### WHAT IS BEING ASKED
Copy out word for word everything in the records from the line containing "of the silver" down to the line containing "x=263 y=354", both of those lines included.

### DATA PROVIDED
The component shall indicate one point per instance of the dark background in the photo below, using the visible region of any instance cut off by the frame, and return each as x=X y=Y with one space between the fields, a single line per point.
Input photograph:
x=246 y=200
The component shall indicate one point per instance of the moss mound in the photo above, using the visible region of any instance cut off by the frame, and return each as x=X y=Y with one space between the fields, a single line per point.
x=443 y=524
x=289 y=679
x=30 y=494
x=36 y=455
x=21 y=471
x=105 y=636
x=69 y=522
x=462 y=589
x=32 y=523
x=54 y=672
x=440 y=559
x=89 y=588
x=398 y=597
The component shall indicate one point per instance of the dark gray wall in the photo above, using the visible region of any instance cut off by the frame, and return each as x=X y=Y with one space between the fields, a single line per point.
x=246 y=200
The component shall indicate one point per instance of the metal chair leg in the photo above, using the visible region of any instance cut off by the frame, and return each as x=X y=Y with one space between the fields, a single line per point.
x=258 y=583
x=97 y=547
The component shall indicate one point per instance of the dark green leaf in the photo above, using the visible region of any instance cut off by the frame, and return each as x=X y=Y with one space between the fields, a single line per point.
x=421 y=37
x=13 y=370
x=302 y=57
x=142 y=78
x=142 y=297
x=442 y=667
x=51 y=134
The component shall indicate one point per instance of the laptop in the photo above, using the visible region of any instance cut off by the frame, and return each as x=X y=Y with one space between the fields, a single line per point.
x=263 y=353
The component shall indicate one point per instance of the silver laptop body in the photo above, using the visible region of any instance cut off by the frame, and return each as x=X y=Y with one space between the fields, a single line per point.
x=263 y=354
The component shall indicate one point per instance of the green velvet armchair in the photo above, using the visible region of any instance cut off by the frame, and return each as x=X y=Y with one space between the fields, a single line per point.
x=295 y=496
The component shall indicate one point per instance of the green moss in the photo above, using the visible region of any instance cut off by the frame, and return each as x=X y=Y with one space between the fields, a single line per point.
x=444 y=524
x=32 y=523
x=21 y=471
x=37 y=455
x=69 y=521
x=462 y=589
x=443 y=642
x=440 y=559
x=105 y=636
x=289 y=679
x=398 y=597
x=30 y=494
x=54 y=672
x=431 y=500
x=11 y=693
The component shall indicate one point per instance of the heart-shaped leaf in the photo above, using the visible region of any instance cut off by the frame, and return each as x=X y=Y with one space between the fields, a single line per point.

### WRITTEN ANSWER
The component shall indicate one point per instance of the silver laptop body in the photo above, using the visible region of any instance cut off by the frame, and return each as x=X y=Y with one space between the fields, a single line per point.
x=263 y=354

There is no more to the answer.